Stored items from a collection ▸
"""
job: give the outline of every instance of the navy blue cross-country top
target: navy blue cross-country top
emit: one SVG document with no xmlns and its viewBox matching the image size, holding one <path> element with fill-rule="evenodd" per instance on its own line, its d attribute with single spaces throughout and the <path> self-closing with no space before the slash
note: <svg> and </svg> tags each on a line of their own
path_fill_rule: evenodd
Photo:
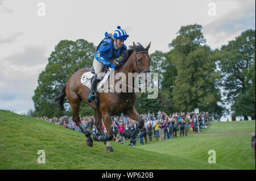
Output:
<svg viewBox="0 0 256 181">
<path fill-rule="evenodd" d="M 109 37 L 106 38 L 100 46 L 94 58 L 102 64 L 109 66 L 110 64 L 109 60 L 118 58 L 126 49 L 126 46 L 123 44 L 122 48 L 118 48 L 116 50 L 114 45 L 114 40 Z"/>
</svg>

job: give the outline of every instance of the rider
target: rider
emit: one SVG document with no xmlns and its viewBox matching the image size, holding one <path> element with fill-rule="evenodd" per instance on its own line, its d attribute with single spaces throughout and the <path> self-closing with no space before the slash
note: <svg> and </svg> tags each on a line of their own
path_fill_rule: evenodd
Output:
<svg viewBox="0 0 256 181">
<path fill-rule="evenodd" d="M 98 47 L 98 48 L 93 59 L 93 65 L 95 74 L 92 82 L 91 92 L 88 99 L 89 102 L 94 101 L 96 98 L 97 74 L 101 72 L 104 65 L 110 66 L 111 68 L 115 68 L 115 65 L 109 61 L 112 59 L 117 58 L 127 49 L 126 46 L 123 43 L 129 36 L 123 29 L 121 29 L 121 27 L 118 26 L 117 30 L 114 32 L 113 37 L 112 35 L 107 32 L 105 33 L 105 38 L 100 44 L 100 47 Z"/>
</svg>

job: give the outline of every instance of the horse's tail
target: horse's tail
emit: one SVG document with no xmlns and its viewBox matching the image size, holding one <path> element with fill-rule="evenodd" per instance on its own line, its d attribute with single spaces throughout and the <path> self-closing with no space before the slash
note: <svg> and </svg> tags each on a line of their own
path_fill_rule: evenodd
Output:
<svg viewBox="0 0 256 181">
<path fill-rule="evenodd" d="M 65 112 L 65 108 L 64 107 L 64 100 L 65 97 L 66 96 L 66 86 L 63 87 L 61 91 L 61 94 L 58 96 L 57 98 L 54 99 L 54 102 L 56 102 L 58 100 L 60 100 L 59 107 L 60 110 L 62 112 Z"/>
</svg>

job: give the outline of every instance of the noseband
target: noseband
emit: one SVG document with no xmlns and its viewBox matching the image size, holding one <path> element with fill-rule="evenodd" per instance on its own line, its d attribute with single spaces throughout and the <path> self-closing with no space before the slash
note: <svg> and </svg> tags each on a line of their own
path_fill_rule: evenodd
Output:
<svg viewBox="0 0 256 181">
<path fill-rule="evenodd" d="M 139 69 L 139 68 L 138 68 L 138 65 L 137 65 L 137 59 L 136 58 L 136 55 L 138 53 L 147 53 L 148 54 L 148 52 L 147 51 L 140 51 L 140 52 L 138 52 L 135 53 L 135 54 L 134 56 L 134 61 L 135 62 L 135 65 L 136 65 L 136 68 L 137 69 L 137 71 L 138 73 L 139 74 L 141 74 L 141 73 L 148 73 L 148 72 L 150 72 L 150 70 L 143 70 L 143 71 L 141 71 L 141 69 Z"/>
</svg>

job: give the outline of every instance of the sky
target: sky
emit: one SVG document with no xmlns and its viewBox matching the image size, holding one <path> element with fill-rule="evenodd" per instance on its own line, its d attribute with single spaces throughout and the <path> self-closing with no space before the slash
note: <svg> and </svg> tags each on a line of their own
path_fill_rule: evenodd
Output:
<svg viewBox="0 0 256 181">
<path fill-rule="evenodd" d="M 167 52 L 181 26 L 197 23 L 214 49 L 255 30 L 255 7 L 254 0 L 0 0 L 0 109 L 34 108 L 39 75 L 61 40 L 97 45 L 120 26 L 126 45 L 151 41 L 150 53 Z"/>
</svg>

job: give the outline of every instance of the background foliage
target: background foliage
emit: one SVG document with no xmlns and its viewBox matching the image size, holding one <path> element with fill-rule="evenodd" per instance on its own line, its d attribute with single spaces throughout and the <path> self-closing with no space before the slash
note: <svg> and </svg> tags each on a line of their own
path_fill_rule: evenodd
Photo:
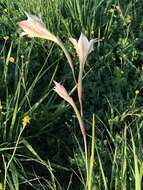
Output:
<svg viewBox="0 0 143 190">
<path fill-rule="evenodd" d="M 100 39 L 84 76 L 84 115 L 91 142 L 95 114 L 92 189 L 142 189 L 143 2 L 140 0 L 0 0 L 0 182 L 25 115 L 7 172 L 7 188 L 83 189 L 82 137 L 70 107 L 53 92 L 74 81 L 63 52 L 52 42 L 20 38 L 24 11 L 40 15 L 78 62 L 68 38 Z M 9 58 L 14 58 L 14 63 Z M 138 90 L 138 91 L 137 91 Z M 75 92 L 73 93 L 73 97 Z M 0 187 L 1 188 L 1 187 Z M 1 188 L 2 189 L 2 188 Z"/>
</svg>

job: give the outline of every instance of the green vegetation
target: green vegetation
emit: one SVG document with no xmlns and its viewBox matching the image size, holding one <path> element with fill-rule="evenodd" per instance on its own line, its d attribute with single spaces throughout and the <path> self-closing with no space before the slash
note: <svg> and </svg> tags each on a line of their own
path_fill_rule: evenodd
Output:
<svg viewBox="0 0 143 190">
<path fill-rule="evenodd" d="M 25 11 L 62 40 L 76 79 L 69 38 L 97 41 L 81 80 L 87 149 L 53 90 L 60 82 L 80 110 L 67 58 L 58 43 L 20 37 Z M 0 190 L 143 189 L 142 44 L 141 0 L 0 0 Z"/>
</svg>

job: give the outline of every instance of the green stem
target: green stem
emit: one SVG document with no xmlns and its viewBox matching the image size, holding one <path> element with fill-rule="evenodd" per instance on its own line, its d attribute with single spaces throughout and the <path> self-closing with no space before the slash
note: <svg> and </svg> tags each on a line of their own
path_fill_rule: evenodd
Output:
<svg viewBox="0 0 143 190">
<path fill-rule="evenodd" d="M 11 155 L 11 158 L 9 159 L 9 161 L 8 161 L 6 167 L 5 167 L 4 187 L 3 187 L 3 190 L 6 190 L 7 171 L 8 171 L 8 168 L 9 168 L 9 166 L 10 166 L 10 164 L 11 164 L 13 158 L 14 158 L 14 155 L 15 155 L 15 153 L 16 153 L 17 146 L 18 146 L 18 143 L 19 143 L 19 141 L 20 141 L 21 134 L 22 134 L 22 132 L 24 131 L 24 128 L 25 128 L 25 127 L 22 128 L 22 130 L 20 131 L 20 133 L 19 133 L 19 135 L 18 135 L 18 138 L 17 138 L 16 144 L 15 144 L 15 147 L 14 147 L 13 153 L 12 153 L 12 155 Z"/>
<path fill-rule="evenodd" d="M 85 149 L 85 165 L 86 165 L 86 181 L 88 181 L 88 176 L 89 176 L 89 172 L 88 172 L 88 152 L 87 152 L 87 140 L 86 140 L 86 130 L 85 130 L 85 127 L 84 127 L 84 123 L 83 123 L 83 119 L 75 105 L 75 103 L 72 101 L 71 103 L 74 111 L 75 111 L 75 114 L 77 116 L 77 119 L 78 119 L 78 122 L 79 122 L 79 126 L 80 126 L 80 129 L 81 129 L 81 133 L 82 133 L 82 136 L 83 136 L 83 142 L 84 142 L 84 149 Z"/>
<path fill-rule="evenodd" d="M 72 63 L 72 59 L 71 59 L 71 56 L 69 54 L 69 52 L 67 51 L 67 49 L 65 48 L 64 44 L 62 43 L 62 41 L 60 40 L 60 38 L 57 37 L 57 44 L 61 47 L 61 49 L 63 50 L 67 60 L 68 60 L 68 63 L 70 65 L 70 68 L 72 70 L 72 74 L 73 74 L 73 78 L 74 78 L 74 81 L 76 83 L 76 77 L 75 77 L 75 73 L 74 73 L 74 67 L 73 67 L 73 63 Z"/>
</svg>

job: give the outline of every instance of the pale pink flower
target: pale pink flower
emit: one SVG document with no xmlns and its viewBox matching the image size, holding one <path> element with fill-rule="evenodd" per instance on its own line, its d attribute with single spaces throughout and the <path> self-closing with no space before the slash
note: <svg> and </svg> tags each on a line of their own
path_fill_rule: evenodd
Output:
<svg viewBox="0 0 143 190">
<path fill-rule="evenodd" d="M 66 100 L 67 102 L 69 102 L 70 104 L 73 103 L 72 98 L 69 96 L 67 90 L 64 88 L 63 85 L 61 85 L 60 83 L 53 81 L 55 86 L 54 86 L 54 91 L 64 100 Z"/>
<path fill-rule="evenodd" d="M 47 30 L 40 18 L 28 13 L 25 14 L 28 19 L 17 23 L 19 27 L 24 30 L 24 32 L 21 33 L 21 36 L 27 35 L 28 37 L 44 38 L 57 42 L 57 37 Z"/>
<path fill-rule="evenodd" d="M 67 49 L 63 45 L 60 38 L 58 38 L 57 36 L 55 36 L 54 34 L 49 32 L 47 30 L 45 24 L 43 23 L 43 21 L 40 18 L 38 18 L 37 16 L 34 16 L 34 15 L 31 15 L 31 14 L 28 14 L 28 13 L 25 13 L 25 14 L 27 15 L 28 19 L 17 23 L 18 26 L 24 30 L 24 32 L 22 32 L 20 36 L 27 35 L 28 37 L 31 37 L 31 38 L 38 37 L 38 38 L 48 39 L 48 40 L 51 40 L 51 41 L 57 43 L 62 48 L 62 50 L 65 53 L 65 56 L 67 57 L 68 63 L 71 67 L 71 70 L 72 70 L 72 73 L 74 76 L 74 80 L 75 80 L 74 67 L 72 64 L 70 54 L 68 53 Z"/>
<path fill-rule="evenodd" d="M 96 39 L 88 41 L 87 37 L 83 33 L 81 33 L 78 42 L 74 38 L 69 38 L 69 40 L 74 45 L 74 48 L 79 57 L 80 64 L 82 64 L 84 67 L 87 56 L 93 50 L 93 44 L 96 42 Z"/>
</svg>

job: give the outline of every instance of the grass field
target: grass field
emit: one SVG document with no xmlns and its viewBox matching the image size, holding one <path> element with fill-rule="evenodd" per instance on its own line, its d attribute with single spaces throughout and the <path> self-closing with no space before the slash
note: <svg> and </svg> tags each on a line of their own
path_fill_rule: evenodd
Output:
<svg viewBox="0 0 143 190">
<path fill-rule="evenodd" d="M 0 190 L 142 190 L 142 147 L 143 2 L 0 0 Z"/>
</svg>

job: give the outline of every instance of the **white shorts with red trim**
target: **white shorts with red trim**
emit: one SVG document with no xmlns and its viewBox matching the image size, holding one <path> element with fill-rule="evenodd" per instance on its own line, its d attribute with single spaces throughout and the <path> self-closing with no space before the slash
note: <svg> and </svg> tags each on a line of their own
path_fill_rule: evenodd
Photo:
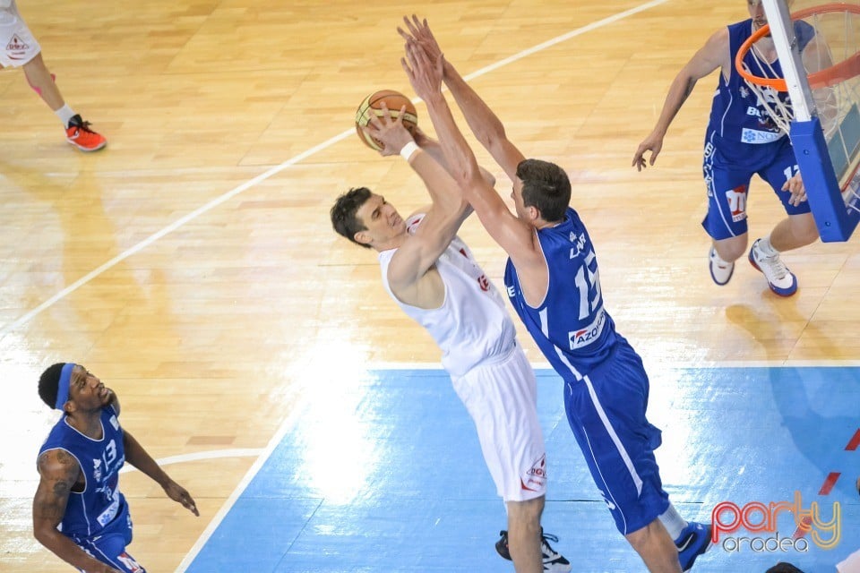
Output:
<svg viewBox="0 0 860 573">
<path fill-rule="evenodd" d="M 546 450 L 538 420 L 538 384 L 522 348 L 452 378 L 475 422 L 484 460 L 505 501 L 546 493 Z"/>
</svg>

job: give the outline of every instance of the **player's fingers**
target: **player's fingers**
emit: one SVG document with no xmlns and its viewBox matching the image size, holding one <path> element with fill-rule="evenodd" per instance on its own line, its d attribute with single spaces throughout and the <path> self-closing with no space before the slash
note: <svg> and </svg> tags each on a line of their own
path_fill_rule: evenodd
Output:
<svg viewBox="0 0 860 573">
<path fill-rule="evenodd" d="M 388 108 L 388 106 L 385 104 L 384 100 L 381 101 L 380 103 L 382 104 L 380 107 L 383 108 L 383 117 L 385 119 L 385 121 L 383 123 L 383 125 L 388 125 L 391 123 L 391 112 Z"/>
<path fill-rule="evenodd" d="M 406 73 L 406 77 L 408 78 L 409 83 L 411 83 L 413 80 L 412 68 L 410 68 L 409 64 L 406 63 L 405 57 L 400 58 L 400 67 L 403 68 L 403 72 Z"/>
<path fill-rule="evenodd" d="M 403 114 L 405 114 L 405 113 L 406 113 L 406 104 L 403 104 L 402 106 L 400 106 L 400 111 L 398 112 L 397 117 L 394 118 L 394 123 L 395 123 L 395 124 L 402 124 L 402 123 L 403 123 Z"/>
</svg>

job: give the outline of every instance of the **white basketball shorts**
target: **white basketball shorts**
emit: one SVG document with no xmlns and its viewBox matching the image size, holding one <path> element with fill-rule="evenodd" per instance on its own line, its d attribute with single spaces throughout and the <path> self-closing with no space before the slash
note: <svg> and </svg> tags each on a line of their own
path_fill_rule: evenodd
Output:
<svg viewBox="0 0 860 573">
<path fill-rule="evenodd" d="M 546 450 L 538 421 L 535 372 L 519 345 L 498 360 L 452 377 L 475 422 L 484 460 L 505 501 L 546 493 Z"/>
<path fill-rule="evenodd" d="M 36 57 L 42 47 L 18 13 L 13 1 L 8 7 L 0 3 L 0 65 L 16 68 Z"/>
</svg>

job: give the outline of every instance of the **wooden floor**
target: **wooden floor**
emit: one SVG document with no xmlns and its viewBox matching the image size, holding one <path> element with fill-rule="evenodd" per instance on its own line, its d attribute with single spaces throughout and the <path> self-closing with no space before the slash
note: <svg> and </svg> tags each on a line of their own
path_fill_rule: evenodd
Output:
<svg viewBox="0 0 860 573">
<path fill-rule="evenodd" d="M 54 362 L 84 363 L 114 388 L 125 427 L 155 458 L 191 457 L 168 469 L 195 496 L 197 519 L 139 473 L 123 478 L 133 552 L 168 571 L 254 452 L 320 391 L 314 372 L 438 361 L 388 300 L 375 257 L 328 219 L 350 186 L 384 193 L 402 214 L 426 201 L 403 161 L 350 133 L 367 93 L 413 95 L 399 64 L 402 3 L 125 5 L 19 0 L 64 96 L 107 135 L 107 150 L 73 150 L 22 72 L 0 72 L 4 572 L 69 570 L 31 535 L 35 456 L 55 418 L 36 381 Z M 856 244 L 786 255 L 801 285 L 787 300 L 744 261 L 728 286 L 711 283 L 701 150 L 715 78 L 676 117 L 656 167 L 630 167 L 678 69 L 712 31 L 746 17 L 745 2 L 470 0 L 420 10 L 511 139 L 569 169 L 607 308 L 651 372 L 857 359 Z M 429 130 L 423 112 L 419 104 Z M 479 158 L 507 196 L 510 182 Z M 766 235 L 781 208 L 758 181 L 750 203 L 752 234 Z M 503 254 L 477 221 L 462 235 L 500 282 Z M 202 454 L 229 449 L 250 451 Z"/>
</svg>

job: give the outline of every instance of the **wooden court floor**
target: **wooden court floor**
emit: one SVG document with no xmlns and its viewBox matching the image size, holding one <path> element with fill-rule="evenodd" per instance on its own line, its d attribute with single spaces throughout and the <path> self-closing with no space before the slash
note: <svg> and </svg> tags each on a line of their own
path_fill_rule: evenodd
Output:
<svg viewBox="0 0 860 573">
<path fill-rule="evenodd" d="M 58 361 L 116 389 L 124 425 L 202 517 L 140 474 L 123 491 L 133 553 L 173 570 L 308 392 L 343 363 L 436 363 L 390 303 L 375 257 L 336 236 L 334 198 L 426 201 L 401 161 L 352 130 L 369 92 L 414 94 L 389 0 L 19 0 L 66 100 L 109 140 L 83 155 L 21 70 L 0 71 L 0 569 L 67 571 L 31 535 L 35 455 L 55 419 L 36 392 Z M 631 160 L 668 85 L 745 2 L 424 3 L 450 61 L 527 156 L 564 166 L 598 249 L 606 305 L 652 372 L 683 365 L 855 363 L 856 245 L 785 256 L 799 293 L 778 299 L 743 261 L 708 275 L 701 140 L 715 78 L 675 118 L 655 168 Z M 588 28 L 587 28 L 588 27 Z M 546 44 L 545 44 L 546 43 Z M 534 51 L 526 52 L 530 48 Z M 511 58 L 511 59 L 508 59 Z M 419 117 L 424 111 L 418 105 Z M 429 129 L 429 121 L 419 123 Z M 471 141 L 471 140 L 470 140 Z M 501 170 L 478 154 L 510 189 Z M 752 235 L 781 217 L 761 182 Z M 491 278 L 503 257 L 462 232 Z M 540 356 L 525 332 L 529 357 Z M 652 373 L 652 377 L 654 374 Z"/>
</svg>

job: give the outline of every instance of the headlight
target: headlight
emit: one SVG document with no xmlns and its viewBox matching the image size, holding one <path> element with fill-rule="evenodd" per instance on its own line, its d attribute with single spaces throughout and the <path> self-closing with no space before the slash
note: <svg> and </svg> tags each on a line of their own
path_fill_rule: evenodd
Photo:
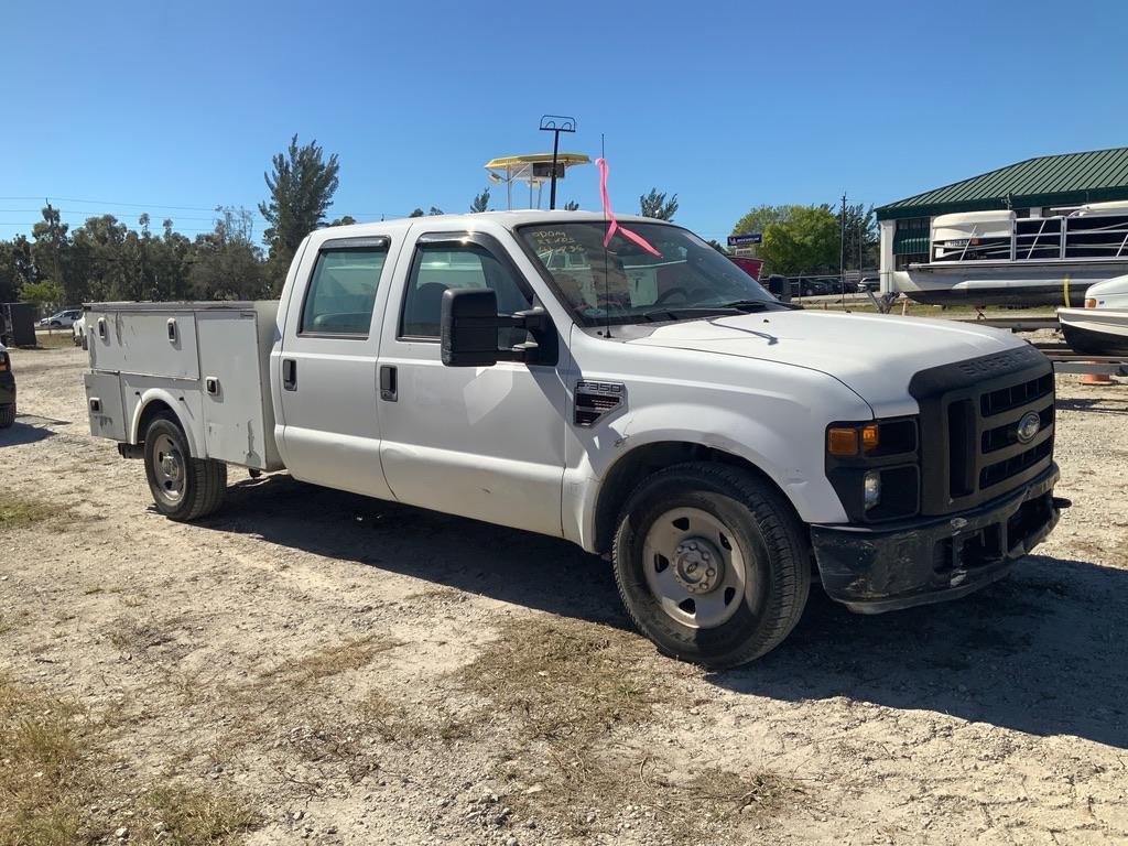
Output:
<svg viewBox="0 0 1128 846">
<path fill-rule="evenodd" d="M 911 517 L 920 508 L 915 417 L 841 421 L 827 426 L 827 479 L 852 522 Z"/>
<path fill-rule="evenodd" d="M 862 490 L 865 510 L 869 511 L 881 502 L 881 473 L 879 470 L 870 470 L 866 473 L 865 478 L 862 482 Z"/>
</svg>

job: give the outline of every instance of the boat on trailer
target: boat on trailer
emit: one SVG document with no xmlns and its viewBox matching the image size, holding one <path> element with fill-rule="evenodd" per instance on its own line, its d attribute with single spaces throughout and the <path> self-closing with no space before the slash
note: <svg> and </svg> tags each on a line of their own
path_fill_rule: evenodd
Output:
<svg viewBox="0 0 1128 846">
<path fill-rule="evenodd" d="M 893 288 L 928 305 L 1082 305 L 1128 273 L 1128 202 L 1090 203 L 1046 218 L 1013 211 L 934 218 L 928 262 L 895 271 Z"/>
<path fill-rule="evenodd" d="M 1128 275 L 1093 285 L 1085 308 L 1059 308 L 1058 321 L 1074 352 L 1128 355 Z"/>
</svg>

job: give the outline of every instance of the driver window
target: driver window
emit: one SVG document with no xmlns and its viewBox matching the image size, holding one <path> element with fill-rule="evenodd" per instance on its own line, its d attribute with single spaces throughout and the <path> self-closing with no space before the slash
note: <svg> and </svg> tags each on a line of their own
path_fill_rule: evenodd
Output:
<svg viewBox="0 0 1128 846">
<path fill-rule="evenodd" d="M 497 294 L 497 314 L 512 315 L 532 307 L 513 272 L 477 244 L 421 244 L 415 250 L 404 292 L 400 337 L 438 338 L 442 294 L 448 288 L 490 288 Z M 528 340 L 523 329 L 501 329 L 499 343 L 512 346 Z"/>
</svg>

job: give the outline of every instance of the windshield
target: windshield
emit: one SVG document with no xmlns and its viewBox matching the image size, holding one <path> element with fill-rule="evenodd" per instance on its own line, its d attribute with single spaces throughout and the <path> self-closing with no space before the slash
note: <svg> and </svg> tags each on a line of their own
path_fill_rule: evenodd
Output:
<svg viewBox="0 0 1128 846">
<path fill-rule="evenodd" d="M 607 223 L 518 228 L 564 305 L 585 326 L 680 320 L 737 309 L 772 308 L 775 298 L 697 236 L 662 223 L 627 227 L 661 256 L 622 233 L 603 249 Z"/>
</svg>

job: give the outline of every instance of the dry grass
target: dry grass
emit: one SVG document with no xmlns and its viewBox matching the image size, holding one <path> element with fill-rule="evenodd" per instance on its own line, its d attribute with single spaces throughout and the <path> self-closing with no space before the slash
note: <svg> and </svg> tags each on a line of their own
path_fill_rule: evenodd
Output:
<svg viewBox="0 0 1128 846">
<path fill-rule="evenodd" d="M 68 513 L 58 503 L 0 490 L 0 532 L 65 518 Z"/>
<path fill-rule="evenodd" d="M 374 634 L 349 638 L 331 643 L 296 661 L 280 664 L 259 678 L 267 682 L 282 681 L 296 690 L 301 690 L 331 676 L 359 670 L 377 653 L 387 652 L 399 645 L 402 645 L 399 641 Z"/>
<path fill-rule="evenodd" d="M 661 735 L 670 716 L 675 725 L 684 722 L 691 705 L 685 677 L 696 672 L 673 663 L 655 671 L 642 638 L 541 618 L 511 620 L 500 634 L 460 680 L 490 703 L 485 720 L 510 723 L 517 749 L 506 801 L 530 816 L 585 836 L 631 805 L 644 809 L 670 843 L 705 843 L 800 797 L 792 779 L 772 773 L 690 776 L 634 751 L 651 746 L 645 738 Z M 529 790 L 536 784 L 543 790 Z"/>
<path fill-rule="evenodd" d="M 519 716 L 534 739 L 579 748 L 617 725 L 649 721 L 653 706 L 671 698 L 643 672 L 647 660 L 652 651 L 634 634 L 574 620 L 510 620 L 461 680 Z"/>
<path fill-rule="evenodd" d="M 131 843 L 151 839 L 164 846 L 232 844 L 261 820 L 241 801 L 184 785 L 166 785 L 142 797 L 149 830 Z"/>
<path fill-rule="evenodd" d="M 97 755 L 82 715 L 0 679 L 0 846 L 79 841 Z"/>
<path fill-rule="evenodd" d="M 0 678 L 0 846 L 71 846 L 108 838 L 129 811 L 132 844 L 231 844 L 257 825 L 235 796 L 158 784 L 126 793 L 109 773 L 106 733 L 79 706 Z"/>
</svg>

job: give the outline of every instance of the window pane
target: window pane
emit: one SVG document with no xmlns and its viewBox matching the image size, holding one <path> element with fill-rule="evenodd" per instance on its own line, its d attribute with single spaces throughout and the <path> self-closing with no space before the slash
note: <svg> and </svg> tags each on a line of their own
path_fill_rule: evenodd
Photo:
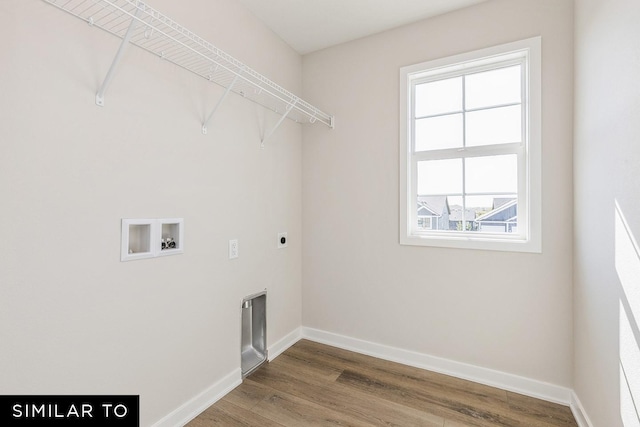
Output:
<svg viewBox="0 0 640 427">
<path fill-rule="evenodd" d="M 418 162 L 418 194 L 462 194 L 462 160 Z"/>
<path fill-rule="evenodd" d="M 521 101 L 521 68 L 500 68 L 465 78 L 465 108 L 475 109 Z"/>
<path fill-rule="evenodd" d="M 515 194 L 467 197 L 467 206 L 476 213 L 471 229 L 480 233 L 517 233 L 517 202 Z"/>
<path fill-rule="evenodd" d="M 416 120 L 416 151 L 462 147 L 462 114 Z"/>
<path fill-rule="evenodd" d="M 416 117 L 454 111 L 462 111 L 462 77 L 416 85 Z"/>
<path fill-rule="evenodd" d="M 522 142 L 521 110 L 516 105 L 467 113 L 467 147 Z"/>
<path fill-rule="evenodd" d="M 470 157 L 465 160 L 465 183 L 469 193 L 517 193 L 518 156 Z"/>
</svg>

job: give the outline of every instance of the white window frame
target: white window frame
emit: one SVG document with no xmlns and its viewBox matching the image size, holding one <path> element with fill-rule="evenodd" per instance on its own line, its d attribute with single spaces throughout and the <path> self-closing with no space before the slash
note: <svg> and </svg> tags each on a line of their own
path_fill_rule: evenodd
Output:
"""
WHAT IS EXPECTED ▸
Reproduce verbatim the lines of the listing from the line containing "job: give the outline of every instance of the window" up to and including the line containing "target: window pane".

ANSWER TO THE PROBLEM ▸
job: give the outline of every instance of the window pane
target: window pane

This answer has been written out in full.